Detection examples:
——————
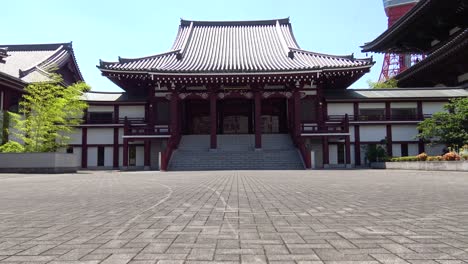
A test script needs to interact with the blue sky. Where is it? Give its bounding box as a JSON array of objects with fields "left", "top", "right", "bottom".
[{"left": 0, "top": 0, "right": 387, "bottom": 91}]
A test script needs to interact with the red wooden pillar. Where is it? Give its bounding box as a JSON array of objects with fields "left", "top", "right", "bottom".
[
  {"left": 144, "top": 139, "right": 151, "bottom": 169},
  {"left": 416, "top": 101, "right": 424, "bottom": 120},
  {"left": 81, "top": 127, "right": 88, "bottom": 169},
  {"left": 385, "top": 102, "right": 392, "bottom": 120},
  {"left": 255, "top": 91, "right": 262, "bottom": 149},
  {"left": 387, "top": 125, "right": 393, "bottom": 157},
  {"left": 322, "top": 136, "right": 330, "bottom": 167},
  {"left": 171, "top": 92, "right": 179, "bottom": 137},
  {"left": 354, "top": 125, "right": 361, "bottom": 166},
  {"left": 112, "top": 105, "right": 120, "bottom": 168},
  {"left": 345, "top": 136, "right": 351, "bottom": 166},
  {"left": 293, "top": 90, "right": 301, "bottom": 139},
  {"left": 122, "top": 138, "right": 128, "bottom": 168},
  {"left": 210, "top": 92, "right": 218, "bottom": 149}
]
——————
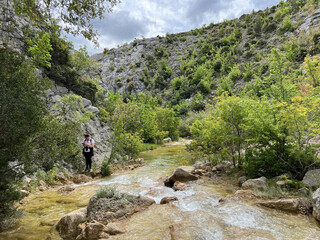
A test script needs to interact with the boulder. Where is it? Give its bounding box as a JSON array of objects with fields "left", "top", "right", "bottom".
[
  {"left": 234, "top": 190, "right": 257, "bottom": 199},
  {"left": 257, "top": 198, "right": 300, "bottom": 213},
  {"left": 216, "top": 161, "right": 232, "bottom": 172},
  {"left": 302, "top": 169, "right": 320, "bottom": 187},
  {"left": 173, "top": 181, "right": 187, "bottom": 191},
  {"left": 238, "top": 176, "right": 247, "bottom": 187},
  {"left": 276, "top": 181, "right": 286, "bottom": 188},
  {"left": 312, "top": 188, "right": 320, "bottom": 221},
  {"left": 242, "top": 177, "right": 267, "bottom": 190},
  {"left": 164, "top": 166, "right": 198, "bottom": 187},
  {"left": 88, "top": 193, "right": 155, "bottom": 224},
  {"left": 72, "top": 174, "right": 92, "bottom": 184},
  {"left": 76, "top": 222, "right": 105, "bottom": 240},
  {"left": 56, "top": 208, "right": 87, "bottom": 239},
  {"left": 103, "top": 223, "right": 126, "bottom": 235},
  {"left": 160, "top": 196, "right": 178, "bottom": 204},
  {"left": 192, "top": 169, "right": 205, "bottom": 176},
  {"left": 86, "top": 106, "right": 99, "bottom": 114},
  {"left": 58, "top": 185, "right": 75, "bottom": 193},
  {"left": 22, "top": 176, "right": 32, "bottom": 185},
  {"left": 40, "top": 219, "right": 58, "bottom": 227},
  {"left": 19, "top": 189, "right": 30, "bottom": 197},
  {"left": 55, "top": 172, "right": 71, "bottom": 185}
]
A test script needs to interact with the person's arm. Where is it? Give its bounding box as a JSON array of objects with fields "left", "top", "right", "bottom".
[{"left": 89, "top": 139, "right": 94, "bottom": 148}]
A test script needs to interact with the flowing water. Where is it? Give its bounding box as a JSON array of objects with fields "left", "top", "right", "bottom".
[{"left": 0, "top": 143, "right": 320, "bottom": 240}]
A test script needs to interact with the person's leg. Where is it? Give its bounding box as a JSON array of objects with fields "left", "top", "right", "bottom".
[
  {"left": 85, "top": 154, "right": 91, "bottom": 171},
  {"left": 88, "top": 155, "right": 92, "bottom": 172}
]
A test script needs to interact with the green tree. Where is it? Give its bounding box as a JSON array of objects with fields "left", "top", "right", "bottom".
——————
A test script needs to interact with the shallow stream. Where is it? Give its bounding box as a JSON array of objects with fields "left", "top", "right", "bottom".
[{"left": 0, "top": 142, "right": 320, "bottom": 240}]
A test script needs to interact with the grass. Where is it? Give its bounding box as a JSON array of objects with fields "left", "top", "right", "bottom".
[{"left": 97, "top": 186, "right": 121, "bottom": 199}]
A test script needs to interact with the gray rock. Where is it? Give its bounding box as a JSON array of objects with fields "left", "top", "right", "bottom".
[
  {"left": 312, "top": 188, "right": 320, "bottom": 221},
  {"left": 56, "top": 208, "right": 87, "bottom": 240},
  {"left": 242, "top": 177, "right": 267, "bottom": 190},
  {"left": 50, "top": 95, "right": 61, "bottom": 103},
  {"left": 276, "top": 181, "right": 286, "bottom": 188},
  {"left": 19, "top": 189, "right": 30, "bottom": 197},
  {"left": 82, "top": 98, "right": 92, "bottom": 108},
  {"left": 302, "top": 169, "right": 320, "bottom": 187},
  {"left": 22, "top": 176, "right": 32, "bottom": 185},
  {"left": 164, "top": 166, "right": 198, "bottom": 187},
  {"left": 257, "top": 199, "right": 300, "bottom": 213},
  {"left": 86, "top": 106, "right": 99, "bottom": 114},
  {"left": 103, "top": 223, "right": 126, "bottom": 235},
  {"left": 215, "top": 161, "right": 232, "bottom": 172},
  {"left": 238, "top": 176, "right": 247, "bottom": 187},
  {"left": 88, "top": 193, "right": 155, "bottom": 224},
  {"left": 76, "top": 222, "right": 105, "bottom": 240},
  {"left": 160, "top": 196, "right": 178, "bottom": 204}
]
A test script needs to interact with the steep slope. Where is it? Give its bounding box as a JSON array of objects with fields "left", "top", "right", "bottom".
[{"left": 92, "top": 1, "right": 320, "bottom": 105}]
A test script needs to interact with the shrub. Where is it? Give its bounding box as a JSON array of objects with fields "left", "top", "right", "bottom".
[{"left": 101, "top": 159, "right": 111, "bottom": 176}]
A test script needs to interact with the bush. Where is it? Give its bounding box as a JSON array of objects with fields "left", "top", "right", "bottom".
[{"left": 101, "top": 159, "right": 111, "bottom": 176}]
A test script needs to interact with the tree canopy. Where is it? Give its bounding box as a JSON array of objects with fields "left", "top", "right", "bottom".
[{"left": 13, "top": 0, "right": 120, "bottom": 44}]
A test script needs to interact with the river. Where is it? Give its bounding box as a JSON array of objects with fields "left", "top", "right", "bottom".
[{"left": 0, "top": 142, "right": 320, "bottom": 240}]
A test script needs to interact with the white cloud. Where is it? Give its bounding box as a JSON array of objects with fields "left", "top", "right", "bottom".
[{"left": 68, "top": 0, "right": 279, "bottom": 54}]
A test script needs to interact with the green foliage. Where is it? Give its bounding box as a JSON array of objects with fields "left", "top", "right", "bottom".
——————
#### [Required task]
Lay out the lines as a JSON list of strings, one string per line and no blank lines. Begin at the line that contains "A test script needs to interact with the steep" and stop after the line that contains "A test script needs to interact with the green foliage.".

#### [Task output]
[
  "A test script needs to interact with the steep slope. Where is it? Give its bounding box as a JSON array of objects with fields \"left\", \"top\", \"right\", \"bottom\".",
  "[{\"left\": 92, \"top\": 1, \"right\": 320, \"bottom\": 105}]",
  "A test script needs to interact with the shrub. Where is it? Give its bounding box as a JSON array of objects with fields \"left\", \"top\", \"right\", \"bottom\".",
  "[{\"left\": 101, \"top\": 159, \"right\": 111, \"bottom\": 176}]",
  "A test script needs to interact with the bush. Where is it? Give its bounding box as a JSON array of objects with fields \"left\", \"top\", \"right\", \"bottom\".",
  "[{\"left\": 101, \"top\": 159, \"right\": 111, \"bottom\": 176}]",
  "A test script needs to interact with the tree canopy. Where is it? Give its bounding box as a JSON array of objects with fields \"left\", \"top\", \"right\", \"bottom\".",
  "[{\"left\": 13, \"top\": 0, \"right\": 120, \"bottom\": 44}]",
  "A test script needs to interact with the river. Where is it? Give its bounding box as a JSON array of objects with fields \"left\", \"top\", \"right\", \"bottom\".",
  "[{\"left\": 0, \"top\": 142, \"right\": 320, \"bottom\": 240}]",
  "A test script needs to interact with the white cloud. Where is it? Give its bounding box as a JSON array of objects with fields \"left\", \"top\", \"right\", \"bottom\".",
  "[{\"left\": 68, \"top\": 0, \"right\": 279, \"bottom\": 54}]",
  "A test script needs to interact with the green foliage. Where is it? Give its bounding box as a JSON array of objects with fields \"left\", \"top\", \"right\", \"bottom\"."
]